- [ABOUT THIS EXERCISE] Only the lines from the one containing "Query: grey jacket sleeve" to the end of the records should be given again, word for word and in full.

Segment Start: SOURCE DATA

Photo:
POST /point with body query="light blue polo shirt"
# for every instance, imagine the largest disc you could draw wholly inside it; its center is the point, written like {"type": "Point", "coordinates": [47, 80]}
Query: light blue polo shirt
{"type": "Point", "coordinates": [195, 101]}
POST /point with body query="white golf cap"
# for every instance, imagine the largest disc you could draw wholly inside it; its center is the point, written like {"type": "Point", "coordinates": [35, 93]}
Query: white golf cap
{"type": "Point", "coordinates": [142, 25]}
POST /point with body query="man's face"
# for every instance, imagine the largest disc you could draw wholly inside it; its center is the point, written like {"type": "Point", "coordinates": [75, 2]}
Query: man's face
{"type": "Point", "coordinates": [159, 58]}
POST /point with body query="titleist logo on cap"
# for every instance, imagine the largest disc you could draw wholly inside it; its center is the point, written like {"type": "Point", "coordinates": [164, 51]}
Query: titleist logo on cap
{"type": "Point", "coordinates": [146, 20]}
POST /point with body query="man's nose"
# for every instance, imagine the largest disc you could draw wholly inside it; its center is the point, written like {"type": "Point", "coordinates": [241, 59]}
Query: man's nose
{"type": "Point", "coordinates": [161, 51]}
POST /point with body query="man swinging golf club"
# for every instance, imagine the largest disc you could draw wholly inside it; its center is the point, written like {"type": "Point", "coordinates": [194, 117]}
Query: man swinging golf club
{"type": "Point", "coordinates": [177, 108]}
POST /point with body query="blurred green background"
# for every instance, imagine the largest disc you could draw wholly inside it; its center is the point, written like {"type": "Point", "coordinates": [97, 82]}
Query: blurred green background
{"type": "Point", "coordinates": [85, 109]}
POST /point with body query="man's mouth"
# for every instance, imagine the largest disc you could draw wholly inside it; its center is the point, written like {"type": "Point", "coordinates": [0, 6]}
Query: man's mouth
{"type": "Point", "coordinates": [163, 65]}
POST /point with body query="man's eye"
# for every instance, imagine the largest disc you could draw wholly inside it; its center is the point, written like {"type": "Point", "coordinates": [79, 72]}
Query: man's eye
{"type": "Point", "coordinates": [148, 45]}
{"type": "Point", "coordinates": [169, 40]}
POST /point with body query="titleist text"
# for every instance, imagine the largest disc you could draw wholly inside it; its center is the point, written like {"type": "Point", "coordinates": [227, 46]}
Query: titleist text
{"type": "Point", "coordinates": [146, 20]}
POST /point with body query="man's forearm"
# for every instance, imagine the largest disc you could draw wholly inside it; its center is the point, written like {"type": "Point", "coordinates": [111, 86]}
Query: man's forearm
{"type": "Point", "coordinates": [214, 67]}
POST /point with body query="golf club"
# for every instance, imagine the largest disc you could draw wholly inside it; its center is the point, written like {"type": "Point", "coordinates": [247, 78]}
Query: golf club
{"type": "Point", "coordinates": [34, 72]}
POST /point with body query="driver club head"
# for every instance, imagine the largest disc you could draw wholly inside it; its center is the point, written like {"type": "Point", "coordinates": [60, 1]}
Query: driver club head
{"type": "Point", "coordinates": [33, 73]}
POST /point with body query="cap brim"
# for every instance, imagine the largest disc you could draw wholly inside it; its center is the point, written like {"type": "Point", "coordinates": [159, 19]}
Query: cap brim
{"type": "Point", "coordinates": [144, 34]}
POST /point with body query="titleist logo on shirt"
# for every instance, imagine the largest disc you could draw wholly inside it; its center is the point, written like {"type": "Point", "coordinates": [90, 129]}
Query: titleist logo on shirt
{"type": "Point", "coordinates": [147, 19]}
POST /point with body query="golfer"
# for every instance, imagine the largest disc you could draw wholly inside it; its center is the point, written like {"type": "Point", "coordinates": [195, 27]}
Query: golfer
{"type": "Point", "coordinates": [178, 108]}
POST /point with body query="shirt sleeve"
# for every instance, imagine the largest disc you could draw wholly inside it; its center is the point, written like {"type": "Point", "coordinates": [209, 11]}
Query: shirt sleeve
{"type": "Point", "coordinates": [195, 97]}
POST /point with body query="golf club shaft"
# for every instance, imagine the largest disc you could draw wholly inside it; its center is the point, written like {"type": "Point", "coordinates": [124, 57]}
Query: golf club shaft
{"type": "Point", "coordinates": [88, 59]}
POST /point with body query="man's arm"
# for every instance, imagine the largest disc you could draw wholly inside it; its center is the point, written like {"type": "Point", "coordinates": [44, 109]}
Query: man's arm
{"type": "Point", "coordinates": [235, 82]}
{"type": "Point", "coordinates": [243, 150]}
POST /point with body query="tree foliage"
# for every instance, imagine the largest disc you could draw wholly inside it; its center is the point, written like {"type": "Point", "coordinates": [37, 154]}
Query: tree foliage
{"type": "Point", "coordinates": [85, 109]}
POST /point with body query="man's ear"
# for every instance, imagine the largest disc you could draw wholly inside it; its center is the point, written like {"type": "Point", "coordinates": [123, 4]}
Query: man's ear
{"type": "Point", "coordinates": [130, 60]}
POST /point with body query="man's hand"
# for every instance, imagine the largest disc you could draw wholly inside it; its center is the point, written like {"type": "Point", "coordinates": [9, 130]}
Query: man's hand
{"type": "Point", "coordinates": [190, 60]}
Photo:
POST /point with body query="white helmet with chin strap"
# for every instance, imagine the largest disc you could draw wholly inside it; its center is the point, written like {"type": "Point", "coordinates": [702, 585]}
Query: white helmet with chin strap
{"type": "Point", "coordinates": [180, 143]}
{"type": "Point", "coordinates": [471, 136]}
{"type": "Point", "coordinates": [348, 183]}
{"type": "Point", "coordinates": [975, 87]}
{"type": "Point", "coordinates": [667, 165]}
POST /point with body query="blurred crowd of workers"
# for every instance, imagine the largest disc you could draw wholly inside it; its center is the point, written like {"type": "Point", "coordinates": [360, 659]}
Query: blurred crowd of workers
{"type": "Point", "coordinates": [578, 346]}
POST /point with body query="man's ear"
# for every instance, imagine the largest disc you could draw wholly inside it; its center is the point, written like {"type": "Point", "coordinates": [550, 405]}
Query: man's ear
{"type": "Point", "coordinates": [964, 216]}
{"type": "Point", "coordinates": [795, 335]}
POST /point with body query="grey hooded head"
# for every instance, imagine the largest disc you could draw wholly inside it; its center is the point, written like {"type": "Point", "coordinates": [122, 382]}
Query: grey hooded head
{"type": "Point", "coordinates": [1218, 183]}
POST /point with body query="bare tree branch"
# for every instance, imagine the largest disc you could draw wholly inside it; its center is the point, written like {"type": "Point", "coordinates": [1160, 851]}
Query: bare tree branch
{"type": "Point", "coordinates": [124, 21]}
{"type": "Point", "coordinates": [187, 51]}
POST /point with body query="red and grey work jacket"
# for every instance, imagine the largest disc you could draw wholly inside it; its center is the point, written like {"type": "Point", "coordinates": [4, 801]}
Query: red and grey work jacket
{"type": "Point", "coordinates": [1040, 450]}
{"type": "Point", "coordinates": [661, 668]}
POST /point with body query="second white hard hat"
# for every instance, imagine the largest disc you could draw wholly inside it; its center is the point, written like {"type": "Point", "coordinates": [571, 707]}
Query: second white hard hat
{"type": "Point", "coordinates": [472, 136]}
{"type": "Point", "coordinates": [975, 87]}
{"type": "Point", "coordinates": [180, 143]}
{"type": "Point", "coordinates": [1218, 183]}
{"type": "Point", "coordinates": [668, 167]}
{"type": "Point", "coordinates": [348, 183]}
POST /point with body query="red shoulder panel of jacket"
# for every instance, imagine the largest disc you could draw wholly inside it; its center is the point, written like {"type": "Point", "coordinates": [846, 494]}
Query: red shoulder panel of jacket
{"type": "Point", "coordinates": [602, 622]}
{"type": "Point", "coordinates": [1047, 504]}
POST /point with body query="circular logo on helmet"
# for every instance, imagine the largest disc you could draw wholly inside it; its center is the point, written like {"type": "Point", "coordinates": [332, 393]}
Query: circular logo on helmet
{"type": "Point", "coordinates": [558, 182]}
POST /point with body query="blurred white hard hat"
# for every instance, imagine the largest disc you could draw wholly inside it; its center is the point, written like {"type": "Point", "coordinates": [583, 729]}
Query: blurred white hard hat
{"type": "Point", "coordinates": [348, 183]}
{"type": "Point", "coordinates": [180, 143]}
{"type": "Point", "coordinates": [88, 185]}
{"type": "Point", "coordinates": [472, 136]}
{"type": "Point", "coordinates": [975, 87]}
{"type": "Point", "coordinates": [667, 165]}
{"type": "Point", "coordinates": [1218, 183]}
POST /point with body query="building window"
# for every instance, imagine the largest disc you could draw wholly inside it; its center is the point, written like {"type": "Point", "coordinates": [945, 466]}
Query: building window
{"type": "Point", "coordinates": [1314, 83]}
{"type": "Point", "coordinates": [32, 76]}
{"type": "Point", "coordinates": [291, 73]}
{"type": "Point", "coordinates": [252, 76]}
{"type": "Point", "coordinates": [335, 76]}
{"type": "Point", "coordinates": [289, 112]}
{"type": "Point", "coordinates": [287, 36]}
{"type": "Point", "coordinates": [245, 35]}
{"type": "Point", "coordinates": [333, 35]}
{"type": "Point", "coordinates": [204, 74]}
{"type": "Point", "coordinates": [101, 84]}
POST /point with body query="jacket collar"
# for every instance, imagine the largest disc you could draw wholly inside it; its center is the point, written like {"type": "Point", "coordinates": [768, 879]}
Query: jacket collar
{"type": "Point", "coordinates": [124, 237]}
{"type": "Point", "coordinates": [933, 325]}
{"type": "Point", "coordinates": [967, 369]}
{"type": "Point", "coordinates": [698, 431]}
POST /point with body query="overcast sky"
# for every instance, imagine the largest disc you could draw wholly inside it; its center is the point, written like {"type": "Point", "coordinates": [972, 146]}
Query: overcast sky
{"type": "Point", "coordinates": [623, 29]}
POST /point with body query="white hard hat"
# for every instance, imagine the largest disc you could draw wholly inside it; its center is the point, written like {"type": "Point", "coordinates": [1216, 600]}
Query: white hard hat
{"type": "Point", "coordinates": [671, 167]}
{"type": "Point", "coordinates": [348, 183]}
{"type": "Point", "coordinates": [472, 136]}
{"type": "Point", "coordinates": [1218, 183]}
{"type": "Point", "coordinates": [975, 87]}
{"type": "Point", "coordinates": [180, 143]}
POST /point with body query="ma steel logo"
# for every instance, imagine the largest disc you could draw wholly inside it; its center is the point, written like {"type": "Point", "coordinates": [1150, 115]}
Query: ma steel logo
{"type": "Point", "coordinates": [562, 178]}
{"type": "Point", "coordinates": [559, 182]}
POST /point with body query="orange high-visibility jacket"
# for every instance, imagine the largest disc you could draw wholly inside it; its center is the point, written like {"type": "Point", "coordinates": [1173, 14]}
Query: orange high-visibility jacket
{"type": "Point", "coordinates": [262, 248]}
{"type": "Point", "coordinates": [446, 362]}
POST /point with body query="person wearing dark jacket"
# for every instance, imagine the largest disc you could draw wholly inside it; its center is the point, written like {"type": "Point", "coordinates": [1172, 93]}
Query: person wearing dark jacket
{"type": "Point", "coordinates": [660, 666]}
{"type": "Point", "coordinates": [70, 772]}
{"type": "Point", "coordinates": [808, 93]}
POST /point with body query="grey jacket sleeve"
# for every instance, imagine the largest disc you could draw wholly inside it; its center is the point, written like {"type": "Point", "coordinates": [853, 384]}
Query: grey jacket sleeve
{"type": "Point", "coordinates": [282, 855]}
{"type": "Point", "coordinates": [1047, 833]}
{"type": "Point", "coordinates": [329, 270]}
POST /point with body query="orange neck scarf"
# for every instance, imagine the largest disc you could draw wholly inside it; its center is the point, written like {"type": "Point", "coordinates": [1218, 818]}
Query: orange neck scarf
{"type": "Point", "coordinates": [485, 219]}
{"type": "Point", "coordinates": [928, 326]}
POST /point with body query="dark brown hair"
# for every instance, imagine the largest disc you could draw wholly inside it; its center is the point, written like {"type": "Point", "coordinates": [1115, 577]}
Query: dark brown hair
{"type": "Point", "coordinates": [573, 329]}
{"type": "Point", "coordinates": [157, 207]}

Segment End: SOURCE DATA

- [ANSWER FOR THIS EXERCISE]
Query: grey jacket sleeve
{"type": "Point", "coordinates": [282, 855]}
{"type": "Point", "coordinates": [1047, 833]}
{"type": "Point", "coordinates": [329, 270]}
POST /point with body query="orange neck scarf"
# for every instance, imagine the largest disc you could draw wholly inside it; its center is the point, written like {"type": "Point", "coordinates": [1218, 818]}
Query: orange neck scarf
{"type": "Point", "coordinates": [485, 219]}
{"type": "Point", "coordinates": [928, 326]}
POST /point with body query="dark brown hair"
# for every instance, imagine the largest disc you could draw wholly inside it; its center is the point, written like {"type": "Point", "coordinates": [1115, 577]}
Query: dark brown hair
{"type": "Point", "coordinates": [573, 329]}
{"type": "Point", "coordinates": [157, 207]}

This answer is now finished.